● **Page extract**:
------------------------------

SALYERSVILLE – Magoffin County received bad news on Wednesday concerning COVID-19 vaccine availability for rural areas.

SALYERSVILLE – Magoffin County received bad news on Wednesday concerning COVID-19 vaccine availability for rural areas.

On January 6, Magoffin County Health Director and Salyersville Mayor James “Pete” Shepherd said he was told by Frankfort that they will not be getting the 200 vaccines they were expecting to receive this week.

While they were supposed to get a shipment of 200 vaccines each week automatically at this point, he said they now have to request how many vaccines they could administer in the next seven days, with no guarantee of getting any doses due to the backup of vaccines not being administered in metropolitan areas.

“They told us that until their medical providers and first responders are caught up, they will be curtailing the ones we get until the larger populations are caught back up,” Shepherd said. “We are asking for 200 for next week but they’re going to basing it on population and on if there are other areas with tier 1A not completed, yet.”

Statewide, Kentucky has received 204,450 doses and administered 66,582 of those.

“We get the job done, we need the vaccine and we’re getting penalized because these other areas couldn’t get the job done,” Shepherd said. “We were promised this and we’re ready to give it out. Rural Kentucky got enough vaccines and they want us to wait on them. It’s a political move and puts us in a hard way.”

Shepherd said for the public to be patient and that Magoffin will get the vaccine to everyone who wants it. He noted that after the medical workers and people over 70 are inoculated, it will be a first-come, first-serve system, with the exclusion of school system employees, which the doses will have to come out of Magoffin’s total vaccines received, so will have to be planned around, as well.

He said the teachers will be scheduled after February 1.

“Everyone will get the vaccine that wants it, but we’ll have to wait,” Shepherd said.

Shepherd urged everyone wanting to receive the vaccine to call the health department (606-349-5152) to get on the waiting list, especially those over 70 years old or healthcare workers.

To date, 799 people have tested positive for COVID-19 in Magoffin County (67 since last press day two weeks ago). No report was available regarding how many of those cases were active or recovered, however. Seven deaths have been reported in Magoffin to date, but that number is expected to be inaccurately low.

------------------------------

● **Work order A**:
Please repeat everything in the Magoffin County vaccine report from "Shepherd urged everyone" down to "or healthcare workers.".
● **Work order B**:
According to the Magoffin County vaccine report, why does Magoffin County have no guarantee of getting any doses in the next seven days?

● **Data to examine**:

------------------------------

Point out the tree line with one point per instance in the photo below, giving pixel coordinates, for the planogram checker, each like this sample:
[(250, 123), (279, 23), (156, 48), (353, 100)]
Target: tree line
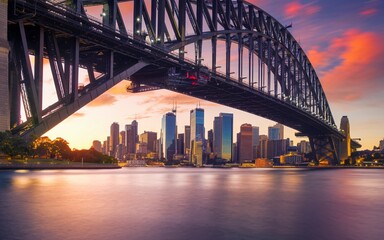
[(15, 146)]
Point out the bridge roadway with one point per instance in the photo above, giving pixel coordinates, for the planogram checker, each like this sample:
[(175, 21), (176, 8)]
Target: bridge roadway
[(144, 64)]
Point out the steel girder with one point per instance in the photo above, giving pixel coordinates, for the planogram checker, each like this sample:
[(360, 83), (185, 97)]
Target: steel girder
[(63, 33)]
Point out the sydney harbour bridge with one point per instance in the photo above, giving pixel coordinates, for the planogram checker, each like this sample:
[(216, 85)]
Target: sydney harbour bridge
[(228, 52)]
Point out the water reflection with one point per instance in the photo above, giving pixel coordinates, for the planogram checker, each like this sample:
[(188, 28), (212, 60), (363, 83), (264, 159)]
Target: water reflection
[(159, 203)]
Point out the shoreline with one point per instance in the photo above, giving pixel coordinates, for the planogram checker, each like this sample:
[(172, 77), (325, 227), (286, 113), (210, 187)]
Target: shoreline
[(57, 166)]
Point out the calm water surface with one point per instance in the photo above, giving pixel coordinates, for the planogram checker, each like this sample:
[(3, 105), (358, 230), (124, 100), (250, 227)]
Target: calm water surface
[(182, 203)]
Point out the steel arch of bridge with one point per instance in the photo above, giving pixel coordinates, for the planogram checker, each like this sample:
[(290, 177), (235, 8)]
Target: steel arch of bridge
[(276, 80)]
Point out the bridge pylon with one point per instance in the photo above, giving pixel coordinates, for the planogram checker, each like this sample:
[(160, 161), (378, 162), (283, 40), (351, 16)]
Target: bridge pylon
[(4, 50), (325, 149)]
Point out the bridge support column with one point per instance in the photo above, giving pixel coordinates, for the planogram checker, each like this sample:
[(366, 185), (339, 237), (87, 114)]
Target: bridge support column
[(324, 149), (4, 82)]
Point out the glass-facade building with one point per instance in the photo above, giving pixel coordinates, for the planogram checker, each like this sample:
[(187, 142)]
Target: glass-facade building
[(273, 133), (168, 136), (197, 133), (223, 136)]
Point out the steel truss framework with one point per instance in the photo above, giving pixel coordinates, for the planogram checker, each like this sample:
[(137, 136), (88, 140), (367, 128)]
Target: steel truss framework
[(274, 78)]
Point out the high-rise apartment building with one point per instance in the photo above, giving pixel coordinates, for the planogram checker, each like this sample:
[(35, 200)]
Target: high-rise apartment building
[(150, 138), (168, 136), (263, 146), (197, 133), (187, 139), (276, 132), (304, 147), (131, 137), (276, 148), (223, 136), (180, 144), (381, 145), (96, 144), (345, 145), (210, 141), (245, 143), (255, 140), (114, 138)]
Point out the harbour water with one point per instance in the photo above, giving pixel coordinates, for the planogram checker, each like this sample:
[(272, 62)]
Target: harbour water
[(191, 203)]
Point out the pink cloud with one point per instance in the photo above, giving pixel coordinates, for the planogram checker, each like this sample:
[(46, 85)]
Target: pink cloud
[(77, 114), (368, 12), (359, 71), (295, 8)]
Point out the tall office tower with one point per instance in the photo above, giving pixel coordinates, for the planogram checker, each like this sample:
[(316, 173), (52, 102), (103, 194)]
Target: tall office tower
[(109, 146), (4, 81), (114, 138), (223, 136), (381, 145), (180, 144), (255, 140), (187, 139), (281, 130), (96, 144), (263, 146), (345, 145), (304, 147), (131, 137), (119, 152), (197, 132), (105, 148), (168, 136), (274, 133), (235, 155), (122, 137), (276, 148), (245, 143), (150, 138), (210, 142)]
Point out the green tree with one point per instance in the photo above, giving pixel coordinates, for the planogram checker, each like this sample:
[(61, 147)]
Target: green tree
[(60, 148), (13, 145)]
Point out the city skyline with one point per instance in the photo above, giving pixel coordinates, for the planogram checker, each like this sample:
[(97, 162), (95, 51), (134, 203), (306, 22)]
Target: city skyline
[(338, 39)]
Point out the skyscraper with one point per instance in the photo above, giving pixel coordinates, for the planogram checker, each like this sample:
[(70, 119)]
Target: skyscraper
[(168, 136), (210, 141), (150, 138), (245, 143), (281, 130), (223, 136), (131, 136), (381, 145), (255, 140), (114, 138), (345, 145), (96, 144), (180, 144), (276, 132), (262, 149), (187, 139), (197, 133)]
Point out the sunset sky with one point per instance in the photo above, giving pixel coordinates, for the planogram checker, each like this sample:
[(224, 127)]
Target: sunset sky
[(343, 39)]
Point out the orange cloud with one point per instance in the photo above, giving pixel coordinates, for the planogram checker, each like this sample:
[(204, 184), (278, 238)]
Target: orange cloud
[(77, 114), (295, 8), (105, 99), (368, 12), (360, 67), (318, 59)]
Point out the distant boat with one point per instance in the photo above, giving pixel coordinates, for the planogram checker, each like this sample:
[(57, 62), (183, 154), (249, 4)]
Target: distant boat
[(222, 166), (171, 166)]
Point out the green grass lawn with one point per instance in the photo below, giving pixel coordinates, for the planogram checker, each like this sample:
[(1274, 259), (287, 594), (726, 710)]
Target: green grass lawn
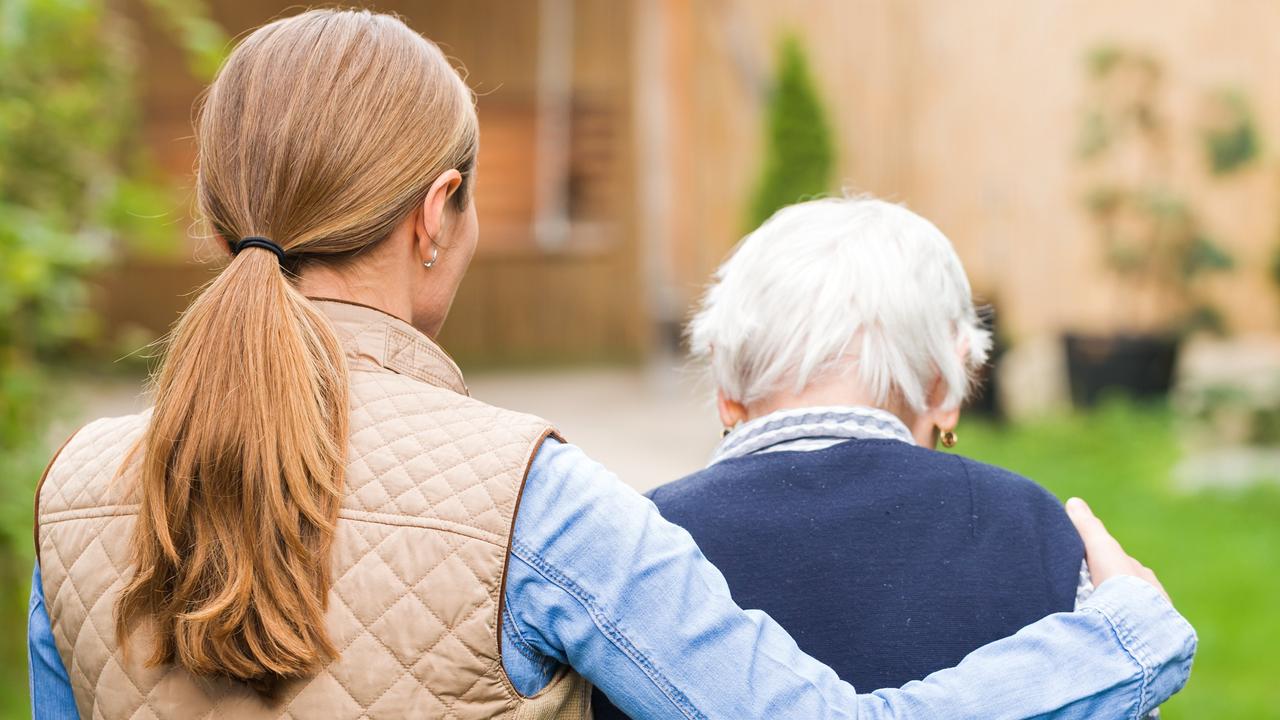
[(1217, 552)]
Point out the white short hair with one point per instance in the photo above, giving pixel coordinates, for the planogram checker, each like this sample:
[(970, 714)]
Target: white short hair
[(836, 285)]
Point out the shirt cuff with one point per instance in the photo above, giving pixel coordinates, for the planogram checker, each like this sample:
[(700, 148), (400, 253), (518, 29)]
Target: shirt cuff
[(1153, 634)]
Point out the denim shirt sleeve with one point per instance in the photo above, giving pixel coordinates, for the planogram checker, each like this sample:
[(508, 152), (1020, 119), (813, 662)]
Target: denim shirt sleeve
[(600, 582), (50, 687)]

------------------------------

● **Result A**:
Shepherd urged everyone wanting to receive the vaccine to call the health department (606-349-5152) to get on the waiting list, especially those over 70 years old or healthcare workers.

● **Result B**:
Vaccines are backed up because they are not being administered in metropolitan areas. Frankfort said it will curtail Magoffin's doses until medical providers and first responders in the larger populations are caught up. It will base shipments on population and on whether other areas have not yet completed tier 1A.